### Requirements
Pick out each line in the rows below that contains the string "item", and copy every such line in full. Matching is case-sensitive.

Rows taken from a segmentation dataset:
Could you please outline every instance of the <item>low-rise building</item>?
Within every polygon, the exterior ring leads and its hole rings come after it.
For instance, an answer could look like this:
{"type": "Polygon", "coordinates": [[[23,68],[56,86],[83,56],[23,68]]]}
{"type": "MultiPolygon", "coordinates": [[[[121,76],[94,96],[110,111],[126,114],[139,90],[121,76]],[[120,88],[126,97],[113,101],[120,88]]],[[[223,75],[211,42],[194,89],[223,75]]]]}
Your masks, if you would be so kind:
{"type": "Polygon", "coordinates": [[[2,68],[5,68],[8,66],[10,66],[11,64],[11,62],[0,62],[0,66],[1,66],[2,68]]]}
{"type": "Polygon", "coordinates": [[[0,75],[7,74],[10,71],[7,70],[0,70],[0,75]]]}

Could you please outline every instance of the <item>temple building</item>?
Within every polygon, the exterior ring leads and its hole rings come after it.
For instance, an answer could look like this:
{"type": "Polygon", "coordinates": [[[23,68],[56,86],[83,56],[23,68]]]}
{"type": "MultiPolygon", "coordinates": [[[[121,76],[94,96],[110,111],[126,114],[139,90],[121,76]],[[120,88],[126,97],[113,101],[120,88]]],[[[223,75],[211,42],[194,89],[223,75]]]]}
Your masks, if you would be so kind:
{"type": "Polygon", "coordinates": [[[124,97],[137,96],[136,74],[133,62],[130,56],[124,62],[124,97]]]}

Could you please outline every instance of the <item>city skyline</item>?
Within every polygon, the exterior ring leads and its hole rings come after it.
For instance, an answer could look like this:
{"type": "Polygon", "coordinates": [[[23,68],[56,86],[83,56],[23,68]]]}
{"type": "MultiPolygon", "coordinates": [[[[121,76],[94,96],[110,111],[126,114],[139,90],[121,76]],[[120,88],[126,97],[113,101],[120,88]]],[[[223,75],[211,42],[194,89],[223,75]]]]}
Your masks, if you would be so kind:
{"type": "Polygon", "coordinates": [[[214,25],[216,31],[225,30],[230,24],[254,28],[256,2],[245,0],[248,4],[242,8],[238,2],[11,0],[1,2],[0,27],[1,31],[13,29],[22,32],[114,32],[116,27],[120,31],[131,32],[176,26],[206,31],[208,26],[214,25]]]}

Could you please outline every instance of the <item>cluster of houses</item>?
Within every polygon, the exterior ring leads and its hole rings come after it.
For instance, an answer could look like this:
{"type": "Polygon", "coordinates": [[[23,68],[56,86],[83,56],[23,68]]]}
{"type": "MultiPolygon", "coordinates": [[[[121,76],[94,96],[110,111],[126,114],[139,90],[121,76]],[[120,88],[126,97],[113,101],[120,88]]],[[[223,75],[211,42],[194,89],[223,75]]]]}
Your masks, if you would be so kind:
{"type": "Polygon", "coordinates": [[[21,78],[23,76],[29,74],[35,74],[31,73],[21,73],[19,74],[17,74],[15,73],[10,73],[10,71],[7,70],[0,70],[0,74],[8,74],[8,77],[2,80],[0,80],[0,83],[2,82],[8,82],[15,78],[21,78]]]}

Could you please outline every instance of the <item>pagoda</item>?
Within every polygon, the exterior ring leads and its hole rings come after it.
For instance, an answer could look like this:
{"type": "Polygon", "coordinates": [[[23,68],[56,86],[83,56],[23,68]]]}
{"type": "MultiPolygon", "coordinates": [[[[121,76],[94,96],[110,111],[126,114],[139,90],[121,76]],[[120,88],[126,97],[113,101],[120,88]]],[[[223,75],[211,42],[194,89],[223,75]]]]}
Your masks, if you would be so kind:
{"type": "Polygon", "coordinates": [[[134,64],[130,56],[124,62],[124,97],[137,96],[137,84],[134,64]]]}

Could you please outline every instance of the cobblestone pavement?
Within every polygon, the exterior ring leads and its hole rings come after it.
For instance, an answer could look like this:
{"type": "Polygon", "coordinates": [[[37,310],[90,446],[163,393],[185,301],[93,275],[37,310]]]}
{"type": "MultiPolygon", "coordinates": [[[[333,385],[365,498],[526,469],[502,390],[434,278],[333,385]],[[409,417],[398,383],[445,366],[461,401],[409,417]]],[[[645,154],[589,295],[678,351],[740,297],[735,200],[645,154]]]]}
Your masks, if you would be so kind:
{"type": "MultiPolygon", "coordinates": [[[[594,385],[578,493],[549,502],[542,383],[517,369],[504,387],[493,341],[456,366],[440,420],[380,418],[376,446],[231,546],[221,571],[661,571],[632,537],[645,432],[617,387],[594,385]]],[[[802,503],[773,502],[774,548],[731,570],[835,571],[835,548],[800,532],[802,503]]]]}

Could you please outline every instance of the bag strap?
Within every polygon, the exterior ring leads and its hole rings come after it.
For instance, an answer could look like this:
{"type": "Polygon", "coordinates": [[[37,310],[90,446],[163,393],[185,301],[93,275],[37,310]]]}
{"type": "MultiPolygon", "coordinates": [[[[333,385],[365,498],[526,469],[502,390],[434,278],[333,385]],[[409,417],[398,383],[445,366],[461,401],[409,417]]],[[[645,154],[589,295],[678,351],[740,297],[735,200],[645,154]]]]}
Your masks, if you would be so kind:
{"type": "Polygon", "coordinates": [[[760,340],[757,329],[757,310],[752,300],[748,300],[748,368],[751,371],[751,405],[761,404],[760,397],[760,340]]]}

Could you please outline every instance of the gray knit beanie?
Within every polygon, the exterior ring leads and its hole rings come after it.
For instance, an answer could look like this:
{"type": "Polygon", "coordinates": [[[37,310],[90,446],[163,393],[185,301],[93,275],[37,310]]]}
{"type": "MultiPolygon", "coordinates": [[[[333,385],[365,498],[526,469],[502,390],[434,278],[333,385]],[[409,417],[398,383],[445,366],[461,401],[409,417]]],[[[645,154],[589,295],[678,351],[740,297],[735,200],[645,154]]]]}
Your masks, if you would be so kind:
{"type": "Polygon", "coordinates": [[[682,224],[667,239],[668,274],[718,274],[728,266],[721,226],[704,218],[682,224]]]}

--

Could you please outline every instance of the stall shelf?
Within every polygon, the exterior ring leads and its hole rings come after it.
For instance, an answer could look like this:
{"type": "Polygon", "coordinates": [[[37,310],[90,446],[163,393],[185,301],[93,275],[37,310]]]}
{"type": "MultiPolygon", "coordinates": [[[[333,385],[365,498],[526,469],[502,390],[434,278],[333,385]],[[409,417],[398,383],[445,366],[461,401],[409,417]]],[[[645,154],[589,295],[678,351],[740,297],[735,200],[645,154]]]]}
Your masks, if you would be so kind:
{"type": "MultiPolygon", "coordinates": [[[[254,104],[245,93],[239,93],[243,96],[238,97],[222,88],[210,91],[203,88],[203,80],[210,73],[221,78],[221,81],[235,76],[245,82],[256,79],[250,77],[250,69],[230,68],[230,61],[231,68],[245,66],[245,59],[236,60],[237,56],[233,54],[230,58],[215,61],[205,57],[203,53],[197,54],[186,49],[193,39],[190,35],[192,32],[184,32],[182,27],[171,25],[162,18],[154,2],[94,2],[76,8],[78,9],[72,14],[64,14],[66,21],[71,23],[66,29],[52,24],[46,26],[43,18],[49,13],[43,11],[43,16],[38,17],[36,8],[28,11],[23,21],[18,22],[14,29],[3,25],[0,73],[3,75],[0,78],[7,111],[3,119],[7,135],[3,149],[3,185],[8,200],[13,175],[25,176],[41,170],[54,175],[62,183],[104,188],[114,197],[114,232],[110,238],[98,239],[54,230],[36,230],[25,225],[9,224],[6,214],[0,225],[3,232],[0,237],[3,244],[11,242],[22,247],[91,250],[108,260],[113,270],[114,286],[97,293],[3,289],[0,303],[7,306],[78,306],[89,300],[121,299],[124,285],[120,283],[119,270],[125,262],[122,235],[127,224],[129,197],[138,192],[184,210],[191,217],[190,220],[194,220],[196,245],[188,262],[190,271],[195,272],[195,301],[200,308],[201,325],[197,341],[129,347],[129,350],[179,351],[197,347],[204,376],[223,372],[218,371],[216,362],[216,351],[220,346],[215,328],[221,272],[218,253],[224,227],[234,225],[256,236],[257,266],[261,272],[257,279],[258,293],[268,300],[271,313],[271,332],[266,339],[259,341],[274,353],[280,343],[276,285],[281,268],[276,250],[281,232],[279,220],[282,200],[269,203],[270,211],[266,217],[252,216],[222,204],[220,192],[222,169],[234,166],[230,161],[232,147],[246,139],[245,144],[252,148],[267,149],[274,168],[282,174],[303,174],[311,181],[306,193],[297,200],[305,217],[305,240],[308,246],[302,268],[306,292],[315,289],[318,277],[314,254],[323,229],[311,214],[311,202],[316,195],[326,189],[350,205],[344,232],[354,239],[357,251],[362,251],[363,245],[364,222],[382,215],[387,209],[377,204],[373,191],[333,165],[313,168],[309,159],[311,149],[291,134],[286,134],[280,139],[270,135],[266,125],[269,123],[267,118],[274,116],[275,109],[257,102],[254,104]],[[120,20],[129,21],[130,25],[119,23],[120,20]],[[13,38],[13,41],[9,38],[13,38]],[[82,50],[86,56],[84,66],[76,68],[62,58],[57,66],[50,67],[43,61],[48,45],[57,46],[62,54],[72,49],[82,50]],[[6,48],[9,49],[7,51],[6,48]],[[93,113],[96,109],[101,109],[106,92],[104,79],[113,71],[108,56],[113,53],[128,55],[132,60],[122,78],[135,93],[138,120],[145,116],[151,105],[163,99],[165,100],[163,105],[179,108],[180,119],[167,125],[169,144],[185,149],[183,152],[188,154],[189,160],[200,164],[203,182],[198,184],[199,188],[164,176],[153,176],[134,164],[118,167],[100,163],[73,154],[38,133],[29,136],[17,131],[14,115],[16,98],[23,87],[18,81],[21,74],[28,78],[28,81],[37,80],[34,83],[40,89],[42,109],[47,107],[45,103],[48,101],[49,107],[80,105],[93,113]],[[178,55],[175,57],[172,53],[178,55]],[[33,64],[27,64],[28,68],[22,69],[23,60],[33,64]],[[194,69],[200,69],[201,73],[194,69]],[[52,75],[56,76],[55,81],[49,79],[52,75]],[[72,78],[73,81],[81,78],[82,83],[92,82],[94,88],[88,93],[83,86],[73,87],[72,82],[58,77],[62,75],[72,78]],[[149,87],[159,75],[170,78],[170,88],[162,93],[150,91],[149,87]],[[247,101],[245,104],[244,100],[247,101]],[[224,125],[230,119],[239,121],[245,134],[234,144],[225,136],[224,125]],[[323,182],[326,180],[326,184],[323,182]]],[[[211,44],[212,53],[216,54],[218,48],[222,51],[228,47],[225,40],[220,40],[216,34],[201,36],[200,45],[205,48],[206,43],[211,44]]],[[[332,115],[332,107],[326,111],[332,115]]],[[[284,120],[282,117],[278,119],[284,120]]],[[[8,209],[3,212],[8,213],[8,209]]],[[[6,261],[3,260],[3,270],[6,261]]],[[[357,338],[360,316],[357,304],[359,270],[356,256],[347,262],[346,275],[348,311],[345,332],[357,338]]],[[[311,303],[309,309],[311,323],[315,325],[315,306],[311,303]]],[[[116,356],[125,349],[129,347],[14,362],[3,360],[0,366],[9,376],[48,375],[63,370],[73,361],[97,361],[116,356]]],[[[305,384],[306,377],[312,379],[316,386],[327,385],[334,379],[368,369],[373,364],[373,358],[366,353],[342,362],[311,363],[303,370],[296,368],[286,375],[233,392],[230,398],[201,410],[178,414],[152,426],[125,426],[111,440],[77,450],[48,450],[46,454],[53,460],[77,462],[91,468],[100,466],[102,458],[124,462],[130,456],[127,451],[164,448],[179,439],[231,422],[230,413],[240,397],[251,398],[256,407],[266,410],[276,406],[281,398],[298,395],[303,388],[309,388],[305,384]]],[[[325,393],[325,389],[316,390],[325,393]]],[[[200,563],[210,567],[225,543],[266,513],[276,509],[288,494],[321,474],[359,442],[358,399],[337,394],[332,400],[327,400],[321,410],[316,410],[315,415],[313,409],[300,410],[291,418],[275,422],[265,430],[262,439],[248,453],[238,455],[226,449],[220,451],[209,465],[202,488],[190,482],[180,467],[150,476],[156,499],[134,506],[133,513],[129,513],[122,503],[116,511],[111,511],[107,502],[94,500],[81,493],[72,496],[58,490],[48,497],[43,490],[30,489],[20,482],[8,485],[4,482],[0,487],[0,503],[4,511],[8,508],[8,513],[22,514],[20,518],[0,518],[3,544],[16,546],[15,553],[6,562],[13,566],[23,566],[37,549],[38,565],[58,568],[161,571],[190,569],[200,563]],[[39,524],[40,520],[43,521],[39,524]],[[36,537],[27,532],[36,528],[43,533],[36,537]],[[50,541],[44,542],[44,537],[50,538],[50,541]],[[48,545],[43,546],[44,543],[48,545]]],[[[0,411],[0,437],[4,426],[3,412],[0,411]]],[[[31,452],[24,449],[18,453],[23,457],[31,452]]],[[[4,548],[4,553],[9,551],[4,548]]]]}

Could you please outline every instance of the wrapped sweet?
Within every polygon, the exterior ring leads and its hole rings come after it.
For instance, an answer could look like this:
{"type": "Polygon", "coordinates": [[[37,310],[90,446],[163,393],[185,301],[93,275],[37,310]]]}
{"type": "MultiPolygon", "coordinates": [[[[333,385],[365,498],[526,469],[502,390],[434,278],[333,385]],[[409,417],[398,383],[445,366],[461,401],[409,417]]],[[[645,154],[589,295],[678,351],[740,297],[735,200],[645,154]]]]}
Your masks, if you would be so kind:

### Complete answer
Could you please outline every instance of the <item>low-rise building</item>?
Could you please outline every instance of the <item>temple building</item>?
Could you please outline every instance of the <item>city skyline</item>?
Could you please outline every instance of the <item>cluster of houses</item>?
Could you please outline every instance of the <item>pagoda</item>?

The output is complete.